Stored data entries

╔══

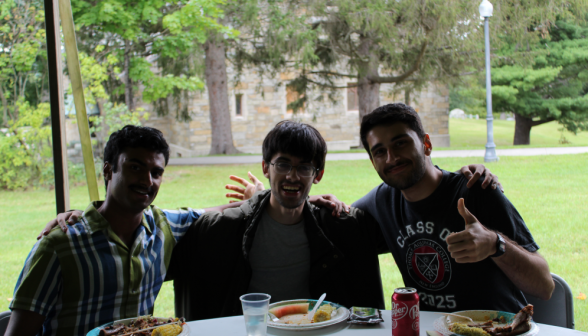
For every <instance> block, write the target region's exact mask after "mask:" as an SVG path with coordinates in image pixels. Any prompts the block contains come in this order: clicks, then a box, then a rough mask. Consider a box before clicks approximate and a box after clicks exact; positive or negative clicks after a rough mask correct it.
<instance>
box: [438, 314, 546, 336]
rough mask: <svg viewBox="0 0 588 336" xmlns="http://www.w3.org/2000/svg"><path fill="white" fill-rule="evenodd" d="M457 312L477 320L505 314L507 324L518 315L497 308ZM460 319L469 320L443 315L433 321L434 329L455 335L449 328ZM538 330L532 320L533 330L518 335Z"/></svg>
mask: <svg viewBox="0 0 588 336" xmlns="http://www.w3.org/2000/svg"><path fill="white" fill-rule="evenodd" d="M455 314H458V315H462V316H467V317H470V318H471V319H472V320H474V321H475V322H486V321H488V320H493V319H495V318H500V317H501V316H504V319H505V321H506V324H509V323H511V322H512V319H513V318H514V316H515V315H516V314H513V313H507V312H502V311H497V310H464V311H459V312H455ZM459 321H464V322H469V321H467V320H464V319H460V318H459V317H454V316H451V315H448V316H441V317H439V318H438V319H436V320H435V321H434V322H433V329H435V331H437V332H439V333H441V334H443V335H445V336H449V335H455V333H454V332H451V331H450V330H449V324H451V323H454V322H459ZM497 325H499V326H500V325H503V324H497ZM538 332H539V326H538V325H537V324H536V323H535V322H533V321H531V330H529V331H527V332H526V333H523V334H520V335H517V336H534V335H537V333H538Z"/></svg>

╚══

▶ _ACTION ITEM_
Only lines that contain the string "instance" count; pick each one out of the records and copy it.

▶ _RESULT OF THIS TASK_
For every <instance> block, write the target region's exact mask after "mask:" as an SVG path with coordinates in image pixels. Any prompts the block contains come in this order: clicks, then a box, then a rough mask. Consider a box before clicks approximate and a box after clicks exact; positive or negative clicks after a rough mask correct it.
<instance>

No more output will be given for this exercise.